### Ketentuan Tugas
1. Dalam kutipan di bawah tentang sekolah mahal dan sekolah unggulan, berapa dana yang paling tidak harus disediakan setiap tahun untuk menjadi siswa MLC?
2. Lanjutkan tulisan tentang sekolah mahal dan sekolah unggulan di bawah, mulai setelah kalimat terakhirnya.

### Kutipan Terpilih
▶
Secara empirik sekolah-sekolah di luar negeri yang
dapat "menarik" siswa asing pada umumnya juga memungut biaya mahal.
Sebagai misal di Melbourne,Victoria, Australia
setidak-tidaknya ada dua sekolah yang bonafide; yaitu Methodist Ladies College
(MLC) dan The Westbourne School (WS). Untuk menjadi siswa MLC, primary atau
secondary, setiap tahunnya harus menyediakan dana paling tidak A$ 10.000 atau
sekitar 16,5 juta rupiah.
Meski demikian sekolah ini tetap "laris"
karena terbukti banyak orang tua yang berminat; sekarang ada 2.800-an siswa
MLC. Kondisi WS juga sama dengan MLC. Sekolah-sekolah serupa di negara lain
demikian pula keadaannya; misalnya saja Sri Kuning dan KTJ di Kuala Lumpur
Malaysia, Showa Woman School di Tokyo Jepang, Hsin Shing Technical and
Commercial High School (HSTCHS) di Taoyuan Taiwan, dan sebagainya.
Tetapi bagaimana dengan konsep horizontalitas
pendidikan yang dipesankan Bapak Pendidikan kita, Ki Hadjar Dewantara? Dalam
hal ini Ki Hadjar menyatakan bahwa sekolah itu merupakan pengabdian untuk
rakyat banyak sehingga pelayanan untuk rakyat banyak harus didahulukan tanpa
dengan mengorbankan kualitas.
Kalau saja sekolah-sekolah mahal tersebut dapat
mengalokasikan 10%-25% kursi belajarnya dengan biaya murah bagi putra-putra
kita yang berasal dari kelompok masyarakat berekonomi menengah dan rendah
kiranya akan berkuranglah polemik tentang kehadiran sekolah-sekolah mahal
tersebut.
Lebih dari pada itu konsep horizontalitas pendidikan
tersebut juga lebih bisa direalisasi tanpa harus mengorbankan mutu. Sistem
pengalokasian ini kiranya juga bisa mengeliminasi, atau setidaknya bisa
mengurangi kekhawatiran atas aspek sosialisasi para lulusannya nanti.[2]
2. Sekolah Unggulan.
Dalam Kamus Besar Bahasa Indonesia dijelaskan bahwa
yang dimaksud dengan unggul adalah lebih tinggi, pandai, kuat, dan sebagainya
daripada yang lain; terbaik; terutama. Sedangkan Keunggulan artinya keadaan
unggul; kecakapan, kebaikan dan sebagainya yang lebih dari pada yang lain.[3]
Secara terminologis sekolah unggul dalam perspektif
Kementerian Pendidikan Nasional adalah sekolah yang dikembangkan untuk mencapai
keunggulan dalam keluaran (output) pendidikannya. Untuk mencapai keunggulan
tersebut maka masukan (input), proses pendidikan, guru dan tenaga kependidikan,
manajemen, layanan pendidikan, serta sarana penunjangnya harus diarahkan untuk
menunjang tercapainya tujuan tersebut.[4]
Dengan demikian Sekolah unggulan dapat didefinisikan
Sekolah yang dikembangkan dan dikelola sebaik-baiknya dengan mengarahkan semua
komponennya untuk mencapai hasil lulusan yang lebih baik dan cakap daripada
lulusan sekolah lainnya.
◀
### Catatan dari sebuah kumpulan data
▶
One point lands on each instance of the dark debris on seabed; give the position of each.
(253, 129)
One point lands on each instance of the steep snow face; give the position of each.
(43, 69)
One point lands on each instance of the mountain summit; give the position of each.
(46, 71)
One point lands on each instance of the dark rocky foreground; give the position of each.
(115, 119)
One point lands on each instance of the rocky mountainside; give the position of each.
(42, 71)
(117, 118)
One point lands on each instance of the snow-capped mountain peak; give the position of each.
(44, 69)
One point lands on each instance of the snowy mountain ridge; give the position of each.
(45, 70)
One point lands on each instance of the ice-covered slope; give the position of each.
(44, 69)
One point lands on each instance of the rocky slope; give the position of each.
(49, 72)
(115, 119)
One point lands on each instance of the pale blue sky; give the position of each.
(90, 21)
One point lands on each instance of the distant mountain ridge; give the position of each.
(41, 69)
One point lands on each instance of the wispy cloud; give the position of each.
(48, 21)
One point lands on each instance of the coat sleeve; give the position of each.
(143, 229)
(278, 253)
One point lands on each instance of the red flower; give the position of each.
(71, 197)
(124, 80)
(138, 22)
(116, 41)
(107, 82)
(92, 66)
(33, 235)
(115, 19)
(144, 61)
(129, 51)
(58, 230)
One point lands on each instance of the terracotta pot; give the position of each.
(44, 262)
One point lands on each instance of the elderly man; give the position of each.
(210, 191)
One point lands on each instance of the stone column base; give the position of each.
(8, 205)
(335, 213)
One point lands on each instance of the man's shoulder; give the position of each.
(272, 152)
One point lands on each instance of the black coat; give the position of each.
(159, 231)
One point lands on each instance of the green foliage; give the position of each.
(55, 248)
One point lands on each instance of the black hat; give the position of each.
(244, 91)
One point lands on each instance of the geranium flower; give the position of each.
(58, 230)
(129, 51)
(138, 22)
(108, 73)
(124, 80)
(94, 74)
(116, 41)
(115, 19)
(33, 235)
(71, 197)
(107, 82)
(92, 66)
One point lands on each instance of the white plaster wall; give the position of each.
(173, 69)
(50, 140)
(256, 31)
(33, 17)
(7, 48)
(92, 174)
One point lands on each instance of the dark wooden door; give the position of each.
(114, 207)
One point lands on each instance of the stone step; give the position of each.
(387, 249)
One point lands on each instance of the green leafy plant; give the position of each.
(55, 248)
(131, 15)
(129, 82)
◀
### Hasil per Tugas
1. Paling tidak A$ 10.000, atau sekitar 16,5 juta rupiah.

2.
Sebutan sekolah unggulan itu sendiri kurang tepat.
Kata “unggul” menyiratkan adanya superioritas dibanding dengan yang
lain. Kata ini menunjukkan adanya “kesombongan” intelektual yang sengaja
ditanamkan di lingkungan sekolah. Di negara-negara maju, untuk menunjukkan
sekolah yang baik tidak menggunakan kata unggul (excellent) melainkan effective,
develop, accelerate, dan essential.[5]
Kelahiran sekolah unggulan pada dasarnya tidak
terlepas dari upaya peningkatan dan pengembangan kualitas SDM, terutama
menyongsong pembangunan jangka panjang. Salah satu tujuannya adalah menjaring
sekaligus mengembangkan kader bangsa yang baik dalam artian memiliki kelebihan
dari berbagai aspek dibandingkan dengan kader-kader bangsa pada umumnya sehingga ia
mampu mengantisipasi dan menjawab berbagai tantangan zaman.
Secara umum sekolah yang dikategorikan unggul harus
meliputi tiga aspek. Ketiga aspek yaitu:
a.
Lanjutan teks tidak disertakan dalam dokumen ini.